_Directions for this task_: Repeat all the records below word for word, leaving out the pictures.

_Exercise data_:
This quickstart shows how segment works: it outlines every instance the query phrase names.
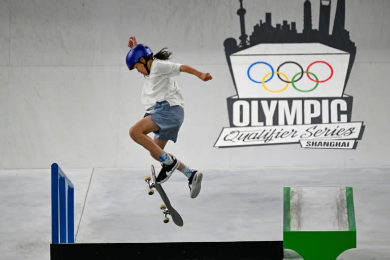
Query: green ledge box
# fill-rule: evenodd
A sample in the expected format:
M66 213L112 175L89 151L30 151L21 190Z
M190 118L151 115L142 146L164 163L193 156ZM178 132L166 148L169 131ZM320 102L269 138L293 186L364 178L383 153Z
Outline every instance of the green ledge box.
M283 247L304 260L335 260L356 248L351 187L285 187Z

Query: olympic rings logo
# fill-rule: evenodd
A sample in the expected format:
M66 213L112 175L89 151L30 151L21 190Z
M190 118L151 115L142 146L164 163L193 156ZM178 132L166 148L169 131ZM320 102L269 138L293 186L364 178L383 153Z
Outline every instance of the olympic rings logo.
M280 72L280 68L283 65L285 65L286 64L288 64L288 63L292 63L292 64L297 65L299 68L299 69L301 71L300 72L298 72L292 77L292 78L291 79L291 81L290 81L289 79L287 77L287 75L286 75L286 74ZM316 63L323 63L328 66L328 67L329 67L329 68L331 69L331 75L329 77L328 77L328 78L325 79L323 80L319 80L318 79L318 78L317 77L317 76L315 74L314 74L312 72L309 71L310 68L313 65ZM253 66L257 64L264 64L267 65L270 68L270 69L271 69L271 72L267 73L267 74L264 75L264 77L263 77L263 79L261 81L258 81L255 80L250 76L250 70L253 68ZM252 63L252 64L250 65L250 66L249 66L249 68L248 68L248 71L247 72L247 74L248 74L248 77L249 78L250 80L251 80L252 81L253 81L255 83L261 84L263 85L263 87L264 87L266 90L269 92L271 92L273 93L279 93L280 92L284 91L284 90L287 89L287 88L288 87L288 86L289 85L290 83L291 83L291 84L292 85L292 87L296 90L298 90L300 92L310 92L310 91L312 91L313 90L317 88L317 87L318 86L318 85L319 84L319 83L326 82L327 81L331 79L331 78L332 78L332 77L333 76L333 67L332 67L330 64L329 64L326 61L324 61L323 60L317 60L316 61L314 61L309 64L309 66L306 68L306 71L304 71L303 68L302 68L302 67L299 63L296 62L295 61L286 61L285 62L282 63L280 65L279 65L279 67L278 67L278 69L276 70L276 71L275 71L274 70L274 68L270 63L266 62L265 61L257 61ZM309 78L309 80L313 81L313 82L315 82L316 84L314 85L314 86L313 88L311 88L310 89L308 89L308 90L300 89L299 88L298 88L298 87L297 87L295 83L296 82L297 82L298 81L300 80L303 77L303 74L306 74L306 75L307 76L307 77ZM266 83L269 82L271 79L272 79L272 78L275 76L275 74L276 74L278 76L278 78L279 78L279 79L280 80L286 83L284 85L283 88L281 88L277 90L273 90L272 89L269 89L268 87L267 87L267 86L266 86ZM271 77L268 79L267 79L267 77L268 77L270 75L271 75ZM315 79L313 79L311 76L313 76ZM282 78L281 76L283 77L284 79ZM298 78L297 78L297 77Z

_Output of the task_:
This quickstart shows how segment works: it outlines every instance the query phrase names.
Query: green ledge box
# fill-rule: evenodd
A sample in the expected format:
M66 213L112 175L89 151L30 151L21 190Z
M190 118L151 115L142 146L164 163L193 156ZM178 132L166 148L169 131ZM320 102L269 138L293 186L364 178L383 153Z
Outline every instance of the green ledge box.
M283 247L304 260L335 260L356 248L351 187L285 187Z

Query: olympic rings logo
# fill-rule: evenodd
A sample in the expected format:
M66 213L112 175L89 151L30 151L21 190Z
M190 118L151 115L142 146L164 163L193 156ZM178 132L166 148L169 131ZM320 102L269 138L293 186L364 178L383 153Z
Outline every instance of the olympic rings logo.
M280 72L280 68L283 65L285 65L286 64L288 64L288 63L292 63L292 64L297 65L299 68L299 69L301 71L300 72L298 72L292 77L292 78L291 79L291 81L290 81L289 79L287 77L287 75L286 75L286 74ZM316 63L323 63L328 66L328 67L329 67L329 68L331 69L331 75L329 77L328 77L328 78L325 79L323 80L319 80L318 79L318 78L317 77L317 76L315 74L314 74L312 72L309 71L310 68L313 65ZM253 66L257 64L264 64L267 65L270 68L270 69L271 69L271 72L267 73L267 74L264 75L264 77L263 77L263 79L261 81L258 81L255 80L250 76L250 70L253 68ZM252 63L252 64L250 65L250 66L249 66L249 68L248 68L248 71L247 72L247 74L248 74L248 77L249 78L250 80L251 80L252 81L253 81L255 83L261 84L263 85L263 87L264 87L266 90L269 92L271 92L273 93L279 93L280 92L284 91L284 90L287 89L287 88L288 87L288 86L289 85L290 83L291 83L291 84L292 85L292 87L296 90L298 90L300 92L310 92L310 91L312 91L313 90L317 88L317 87L318 86L318 85L319 84L319 83L326 82L327 81L331 79L331 78L332 78L332 77L333 76L333 67L332 67L330 64L329 64L326 61L324 61L323 60L317 60L316 61L314 61L309 64L309 66L306 68L306 71L304 71L303 68L302 68L302 67L299 63L296 62L295 61L286 61L285 62L282 63L280 65L279 65L279 67L278 67L278 69L276 70L276 71L275 71L274 70L274 68L270 63L266 62L265 61L257 61ZM309 78L309 80L313 81L313 82L315 82L316 84L314 85L314 86L313 88L311 88L310 89L308 89L308 90L300 89L299 88L298 88L298 87L297 87L295 83L296 82L297 82L298 81L300 80L303 77L303 74L306 74L306 75L307 76L307 77ZM266 83L269 82L271 79L272 79L272 78L275 76L275 74L276 74L278 76L278 78L279 78L279 79L280 80L286 83L284 85L283 88L281 88L277 90L273 90L272 89L269 89L268 87L267 87L267 86L266 86ZM271 77L268 79L267 79L267 77L268 77L270 75L271 75ZM315 79L313 79L311 76L313 76ZM282 78L281 76L283 77L284 79ZM298 78L297 78L297 77Z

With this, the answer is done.